» **Your instructions**
Can you output every line from the one containing "Where can the yellow" through the end of the items, inclusive, as a Markdown table with columns Row and Line, skipping any blank lines?

(Point labeling data from photos)
········
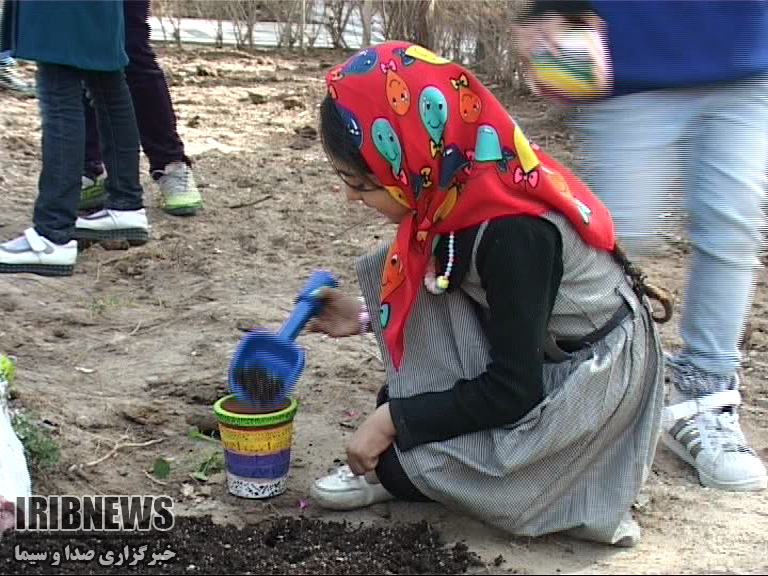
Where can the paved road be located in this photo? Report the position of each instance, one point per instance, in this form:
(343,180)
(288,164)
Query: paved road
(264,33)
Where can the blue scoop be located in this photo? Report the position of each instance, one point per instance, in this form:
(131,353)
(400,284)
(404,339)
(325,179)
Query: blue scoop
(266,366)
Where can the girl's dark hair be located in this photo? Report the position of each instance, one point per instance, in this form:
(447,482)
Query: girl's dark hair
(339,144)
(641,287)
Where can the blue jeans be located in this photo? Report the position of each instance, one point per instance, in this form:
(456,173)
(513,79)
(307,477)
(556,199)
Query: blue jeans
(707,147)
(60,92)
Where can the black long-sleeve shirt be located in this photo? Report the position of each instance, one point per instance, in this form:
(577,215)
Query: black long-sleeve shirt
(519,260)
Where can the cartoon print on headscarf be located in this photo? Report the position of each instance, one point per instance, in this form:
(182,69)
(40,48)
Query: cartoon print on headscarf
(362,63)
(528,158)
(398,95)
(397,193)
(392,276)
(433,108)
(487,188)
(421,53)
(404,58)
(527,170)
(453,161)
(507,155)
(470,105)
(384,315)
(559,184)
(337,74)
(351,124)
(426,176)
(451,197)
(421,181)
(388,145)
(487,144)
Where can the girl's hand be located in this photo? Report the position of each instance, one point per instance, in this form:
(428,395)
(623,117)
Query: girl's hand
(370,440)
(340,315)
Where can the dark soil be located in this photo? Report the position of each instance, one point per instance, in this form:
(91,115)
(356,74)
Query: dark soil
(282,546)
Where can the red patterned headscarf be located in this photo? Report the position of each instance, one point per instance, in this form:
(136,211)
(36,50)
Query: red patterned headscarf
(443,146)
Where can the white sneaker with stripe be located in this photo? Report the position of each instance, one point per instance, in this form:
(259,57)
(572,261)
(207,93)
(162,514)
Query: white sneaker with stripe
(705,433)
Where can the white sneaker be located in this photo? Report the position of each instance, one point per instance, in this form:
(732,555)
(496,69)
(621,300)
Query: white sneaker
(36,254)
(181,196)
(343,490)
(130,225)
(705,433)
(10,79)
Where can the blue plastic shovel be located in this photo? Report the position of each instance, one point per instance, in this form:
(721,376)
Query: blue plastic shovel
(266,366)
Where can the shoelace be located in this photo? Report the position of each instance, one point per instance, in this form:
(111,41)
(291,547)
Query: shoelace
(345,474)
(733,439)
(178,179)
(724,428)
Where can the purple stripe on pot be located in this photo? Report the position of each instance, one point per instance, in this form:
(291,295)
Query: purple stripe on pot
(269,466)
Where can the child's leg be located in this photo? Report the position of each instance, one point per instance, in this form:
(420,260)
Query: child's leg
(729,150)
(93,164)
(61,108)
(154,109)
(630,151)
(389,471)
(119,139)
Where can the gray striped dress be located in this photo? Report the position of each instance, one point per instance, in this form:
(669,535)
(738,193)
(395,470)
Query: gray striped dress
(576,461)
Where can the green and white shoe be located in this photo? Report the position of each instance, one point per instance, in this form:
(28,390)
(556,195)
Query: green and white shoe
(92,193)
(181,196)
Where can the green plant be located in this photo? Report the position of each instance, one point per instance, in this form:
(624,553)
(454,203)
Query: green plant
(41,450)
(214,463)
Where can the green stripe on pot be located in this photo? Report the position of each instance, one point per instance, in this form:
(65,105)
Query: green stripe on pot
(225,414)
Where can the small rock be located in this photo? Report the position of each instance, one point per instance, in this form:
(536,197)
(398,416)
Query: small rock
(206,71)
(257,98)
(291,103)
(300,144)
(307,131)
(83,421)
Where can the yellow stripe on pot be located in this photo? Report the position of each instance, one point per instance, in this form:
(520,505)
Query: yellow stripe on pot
········
» **Response to the exercise**
| Row | Line |
|---|---|
| 1 | Where can the yellow stripe on pot be located in this photo? Report the position of each instance, one point per instance, in this form: |
| 2 | (520,505) |
| 3 | Query: yellow stripe on pot |